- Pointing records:
# # # # #
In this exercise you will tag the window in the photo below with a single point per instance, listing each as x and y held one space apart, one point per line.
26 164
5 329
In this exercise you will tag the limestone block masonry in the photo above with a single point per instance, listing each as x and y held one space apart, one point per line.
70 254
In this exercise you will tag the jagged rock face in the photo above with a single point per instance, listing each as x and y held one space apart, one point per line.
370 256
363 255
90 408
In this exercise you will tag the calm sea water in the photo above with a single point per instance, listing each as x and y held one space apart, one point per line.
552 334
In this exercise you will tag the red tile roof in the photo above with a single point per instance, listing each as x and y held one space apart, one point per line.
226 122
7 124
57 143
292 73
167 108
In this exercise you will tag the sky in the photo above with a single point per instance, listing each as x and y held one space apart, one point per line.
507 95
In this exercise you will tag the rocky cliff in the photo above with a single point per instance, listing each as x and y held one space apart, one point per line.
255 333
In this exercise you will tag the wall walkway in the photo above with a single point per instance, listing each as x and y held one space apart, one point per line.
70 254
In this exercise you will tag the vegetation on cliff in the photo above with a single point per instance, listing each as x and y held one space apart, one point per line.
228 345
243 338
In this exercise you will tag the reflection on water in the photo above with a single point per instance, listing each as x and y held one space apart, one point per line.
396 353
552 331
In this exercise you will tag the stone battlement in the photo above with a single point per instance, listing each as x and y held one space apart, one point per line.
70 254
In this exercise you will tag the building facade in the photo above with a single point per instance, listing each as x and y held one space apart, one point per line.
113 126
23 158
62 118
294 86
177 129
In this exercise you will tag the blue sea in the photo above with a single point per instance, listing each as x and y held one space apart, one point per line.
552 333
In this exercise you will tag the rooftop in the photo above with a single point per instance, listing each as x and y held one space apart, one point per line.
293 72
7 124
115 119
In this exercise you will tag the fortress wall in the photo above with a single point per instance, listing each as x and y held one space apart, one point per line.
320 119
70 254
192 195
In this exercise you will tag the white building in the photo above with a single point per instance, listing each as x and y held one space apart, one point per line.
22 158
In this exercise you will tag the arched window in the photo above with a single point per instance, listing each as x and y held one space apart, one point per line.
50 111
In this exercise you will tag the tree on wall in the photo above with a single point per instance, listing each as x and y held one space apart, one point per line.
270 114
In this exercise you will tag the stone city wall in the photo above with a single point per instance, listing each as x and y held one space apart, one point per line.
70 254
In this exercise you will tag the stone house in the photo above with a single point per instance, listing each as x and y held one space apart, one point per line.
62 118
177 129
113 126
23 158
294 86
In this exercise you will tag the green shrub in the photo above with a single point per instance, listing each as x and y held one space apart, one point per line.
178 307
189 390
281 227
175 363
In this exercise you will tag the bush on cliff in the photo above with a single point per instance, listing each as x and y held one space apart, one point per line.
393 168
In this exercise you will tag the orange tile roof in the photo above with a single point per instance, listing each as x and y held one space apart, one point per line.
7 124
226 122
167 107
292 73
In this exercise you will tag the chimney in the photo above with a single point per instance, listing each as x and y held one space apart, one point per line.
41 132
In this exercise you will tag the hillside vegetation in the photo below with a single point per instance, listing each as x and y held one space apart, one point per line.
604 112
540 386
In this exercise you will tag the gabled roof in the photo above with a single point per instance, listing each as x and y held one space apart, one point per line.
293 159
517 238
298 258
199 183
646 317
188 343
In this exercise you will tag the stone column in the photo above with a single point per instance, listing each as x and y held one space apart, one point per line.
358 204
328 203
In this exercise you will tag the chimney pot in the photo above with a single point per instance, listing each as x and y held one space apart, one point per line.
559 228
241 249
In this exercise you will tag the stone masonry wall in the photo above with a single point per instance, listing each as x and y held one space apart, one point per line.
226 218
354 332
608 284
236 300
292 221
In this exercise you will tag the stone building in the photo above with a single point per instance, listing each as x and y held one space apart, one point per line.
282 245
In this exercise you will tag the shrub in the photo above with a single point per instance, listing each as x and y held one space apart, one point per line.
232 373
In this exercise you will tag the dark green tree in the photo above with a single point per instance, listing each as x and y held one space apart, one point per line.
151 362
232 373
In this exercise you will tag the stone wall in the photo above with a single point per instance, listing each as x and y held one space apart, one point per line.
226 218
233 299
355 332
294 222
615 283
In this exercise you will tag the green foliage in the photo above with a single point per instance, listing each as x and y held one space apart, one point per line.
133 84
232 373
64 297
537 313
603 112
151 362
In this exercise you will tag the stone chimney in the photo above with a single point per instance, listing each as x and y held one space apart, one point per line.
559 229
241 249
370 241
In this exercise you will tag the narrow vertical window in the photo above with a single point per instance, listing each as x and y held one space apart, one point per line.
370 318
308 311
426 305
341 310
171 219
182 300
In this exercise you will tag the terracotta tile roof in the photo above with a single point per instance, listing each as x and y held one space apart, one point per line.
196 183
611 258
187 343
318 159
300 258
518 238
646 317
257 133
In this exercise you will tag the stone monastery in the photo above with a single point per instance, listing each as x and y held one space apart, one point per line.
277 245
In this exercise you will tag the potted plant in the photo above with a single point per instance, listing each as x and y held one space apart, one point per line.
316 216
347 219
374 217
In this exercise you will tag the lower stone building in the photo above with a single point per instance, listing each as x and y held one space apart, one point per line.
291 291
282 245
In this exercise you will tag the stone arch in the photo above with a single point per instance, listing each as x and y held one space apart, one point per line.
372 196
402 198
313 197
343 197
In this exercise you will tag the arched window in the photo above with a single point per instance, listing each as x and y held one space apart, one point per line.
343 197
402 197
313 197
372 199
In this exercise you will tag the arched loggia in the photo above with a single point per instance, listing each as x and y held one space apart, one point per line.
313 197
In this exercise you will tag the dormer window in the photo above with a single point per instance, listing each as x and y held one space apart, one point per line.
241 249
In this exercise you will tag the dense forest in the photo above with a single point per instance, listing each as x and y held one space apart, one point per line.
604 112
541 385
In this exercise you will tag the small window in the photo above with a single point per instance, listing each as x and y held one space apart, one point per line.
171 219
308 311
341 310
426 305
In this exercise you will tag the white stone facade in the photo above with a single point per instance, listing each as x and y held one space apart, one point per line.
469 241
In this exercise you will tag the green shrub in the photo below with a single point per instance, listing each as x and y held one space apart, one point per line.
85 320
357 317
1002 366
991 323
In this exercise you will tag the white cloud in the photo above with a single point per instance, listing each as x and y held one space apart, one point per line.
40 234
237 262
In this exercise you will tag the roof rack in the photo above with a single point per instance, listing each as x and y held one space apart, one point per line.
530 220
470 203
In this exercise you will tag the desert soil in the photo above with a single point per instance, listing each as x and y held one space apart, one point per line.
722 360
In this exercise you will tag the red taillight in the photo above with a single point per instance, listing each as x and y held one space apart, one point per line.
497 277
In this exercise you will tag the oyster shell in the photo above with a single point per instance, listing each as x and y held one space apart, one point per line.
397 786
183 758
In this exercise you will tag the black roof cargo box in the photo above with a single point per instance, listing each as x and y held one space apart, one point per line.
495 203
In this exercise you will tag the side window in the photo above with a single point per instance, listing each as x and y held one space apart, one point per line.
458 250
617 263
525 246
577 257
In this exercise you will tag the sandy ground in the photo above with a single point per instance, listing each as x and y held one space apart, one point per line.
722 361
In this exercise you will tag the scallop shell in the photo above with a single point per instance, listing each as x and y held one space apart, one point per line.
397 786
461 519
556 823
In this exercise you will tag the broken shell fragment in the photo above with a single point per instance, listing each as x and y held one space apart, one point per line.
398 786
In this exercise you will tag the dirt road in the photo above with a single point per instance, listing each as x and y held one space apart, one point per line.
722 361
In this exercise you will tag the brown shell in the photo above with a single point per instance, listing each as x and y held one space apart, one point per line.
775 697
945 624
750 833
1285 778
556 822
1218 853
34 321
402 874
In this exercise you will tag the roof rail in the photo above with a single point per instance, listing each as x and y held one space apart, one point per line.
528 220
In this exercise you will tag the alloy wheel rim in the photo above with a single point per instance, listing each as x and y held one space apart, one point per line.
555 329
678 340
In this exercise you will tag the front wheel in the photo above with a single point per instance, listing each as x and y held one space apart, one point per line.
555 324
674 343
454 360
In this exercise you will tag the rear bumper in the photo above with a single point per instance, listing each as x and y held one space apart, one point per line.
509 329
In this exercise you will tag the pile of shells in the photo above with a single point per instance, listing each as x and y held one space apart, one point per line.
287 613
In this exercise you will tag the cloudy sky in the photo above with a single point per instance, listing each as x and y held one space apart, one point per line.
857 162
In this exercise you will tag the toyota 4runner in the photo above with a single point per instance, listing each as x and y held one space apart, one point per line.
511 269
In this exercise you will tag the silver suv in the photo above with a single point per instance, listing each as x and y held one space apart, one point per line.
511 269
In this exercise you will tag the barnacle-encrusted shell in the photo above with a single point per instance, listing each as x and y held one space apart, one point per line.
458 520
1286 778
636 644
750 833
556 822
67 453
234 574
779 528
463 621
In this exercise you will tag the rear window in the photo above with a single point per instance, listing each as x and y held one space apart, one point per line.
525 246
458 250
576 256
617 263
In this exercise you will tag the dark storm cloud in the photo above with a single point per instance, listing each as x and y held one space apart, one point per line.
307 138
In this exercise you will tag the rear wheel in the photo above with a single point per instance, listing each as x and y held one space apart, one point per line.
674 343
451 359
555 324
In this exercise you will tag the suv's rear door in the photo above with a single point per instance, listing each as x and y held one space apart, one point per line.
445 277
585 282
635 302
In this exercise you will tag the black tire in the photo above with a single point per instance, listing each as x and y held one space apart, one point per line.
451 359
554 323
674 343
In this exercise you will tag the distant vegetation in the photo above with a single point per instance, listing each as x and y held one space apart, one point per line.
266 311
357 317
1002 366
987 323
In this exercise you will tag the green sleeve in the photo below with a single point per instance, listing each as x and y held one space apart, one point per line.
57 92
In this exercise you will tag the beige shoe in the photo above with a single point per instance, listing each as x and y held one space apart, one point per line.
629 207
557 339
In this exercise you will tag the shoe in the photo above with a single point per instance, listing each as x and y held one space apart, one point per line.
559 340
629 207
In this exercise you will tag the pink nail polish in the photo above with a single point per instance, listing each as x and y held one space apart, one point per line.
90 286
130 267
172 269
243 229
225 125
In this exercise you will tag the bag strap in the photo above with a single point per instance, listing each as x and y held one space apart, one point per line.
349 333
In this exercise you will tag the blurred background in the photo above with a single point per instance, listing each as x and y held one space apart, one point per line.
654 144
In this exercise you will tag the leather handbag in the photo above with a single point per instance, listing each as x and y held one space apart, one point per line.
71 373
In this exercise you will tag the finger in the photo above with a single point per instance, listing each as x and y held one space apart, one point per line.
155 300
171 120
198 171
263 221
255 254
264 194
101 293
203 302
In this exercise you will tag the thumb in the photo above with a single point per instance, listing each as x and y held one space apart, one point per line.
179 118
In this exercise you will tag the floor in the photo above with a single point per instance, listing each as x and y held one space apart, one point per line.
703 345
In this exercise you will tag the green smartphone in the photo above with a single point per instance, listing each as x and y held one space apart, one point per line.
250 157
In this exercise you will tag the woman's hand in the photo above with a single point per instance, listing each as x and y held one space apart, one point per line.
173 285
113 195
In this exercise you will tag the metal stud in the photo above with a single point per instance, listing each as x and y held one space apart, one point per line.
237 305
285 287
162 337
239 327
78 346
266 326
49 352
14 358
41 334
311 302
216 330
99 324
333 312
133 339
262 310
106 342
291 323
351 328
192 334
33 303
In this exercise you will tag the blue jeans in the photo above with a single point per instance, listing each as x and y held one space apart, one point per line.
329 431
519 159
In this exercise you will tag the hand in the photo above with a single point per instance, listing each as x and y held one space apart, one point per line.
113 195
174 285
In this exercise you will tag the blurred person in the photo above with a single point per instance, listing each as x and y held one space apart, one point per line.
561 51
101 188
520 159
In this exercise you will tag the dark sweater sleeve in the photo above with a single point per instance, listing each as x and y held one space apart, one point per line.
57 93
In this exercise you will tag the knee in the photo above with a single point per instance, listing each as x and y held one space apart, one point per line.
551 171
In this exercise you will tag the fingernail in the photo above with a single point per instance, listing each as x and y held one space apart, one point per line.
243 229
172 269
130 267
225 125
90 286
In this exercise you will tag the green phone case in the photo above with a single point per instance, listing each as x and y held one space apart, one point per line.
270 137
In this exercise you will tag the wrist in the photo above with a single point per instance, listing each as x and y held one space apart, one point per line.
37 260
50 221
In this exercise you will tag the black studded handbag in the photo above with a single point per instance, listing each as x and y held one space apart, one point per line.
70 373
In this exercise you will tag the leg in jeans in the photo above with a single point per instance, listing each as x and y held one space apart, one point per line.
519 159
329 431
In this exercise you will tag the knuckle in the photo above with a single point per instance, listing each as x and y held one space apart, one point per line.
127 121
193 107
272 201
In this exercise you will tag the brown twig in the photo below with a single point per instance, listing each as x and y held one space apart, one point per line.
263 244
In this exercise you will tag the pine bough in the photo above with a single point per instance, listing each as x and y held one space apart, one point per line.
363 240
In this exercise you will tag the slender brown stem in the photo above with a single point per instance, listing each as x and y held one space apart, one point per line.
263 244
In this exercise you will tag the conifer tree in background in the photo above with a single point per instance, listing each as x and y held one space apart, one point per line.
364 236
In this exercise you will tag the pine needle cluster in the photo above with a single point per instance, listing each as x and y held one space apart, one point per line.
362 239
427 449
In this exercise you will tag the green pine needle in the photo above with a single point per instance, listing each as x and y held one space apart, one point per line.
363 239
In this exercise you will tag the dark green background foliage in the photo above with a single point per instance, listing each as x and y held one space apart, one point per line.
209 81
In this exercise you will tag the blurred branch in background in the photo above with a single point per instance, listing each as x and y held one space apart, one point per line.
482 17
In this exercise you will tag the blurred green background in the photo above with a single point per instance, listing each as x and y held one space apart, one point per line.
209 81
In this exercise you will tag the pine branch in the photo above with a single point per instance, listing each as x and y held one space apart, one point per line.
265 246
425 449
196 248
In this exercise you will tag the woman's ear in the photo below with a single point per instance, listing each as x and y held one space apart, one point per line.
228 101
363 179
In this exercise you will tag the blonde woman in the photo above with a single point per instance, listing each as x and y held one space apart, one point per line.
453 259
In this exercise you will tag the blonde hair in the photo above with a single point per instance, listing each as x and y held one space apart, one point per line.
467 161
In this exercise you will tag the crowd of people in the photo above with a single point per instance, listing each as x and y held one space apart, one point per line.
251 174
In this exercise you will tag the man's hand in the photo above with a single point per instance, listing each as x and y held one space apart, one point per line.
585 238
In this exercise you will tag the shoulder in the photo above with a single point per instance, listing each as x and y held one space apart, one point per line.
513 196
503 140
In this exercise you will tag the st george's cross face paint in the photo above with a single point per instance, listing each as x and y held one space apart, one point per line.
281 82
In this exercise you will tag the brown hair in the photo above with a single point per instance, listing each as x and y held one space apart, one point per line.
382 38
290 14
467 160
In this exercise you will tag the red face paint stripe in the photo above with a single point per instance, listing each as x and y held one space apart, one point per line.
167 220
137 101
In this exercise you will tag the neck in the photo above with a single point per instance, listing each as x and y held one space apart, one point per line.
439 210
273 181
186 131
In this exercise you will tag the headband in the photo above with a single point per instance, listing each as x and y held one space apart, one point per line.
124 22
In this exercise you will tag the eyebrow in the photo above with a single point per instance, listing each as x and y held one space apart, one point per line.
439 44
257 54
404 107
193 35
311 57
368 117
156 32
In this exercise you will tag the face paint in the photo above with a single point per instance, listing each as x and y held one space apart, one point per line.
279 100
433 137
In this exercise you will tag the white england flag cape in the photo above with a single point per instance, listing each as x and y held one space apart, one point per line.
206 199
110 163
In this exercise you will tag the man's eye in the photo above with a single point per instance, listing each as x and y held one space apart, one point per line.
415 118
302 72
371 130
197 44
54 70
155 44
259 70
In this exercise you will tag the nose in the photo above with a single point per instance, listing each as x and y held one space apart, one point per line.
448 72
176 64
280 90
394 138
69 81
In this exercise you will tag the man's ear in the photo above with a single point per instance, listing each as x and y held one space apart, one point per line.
# # # # #
- What you should do:
Starting with the line that contains "In this exercise you will tag the headband", write out each line through the end of the listing, exactly as it appears, and include nothing else.

- Solution below:
In this exercise you will tag the headband in the photo above with a single point per instance, listing each as x and y held one space apart, one point per line.
124 22
In this exercise you will tag the eyebrow in the photo above with a single point per instance, listing each as x and y held one space apart, one point per line.
439 44
257 54
404 107
193 35
311 57
368 117
156 32
In this exercise you will tag the face paint in the photo above with a single point per instance, listing each as x and y held one space apart, one point per line.
279 100
433 137
In this exercise you will tag the white england flag cape in the photo above with a single point per instance, listing each as x and y held one space apart, one point per line.
206 199
110 163
In this exercise you will tag the man's eye in the photo above with a single point per instance, listing each as x and y held one space apart, one point per line.
415 118
302 72
371 130
197 44
54 70
155 44
259 70
In this exercise you will tag the nose in the photo above with a single point per instance, listing each as x and y held one space apart, one point per line.
448 72
176 64
280 90
394 138
69 81
In this exercise you will tag the man's ear in the photo above with a single point per instance, listing each as x and y held one space apart, one point per line.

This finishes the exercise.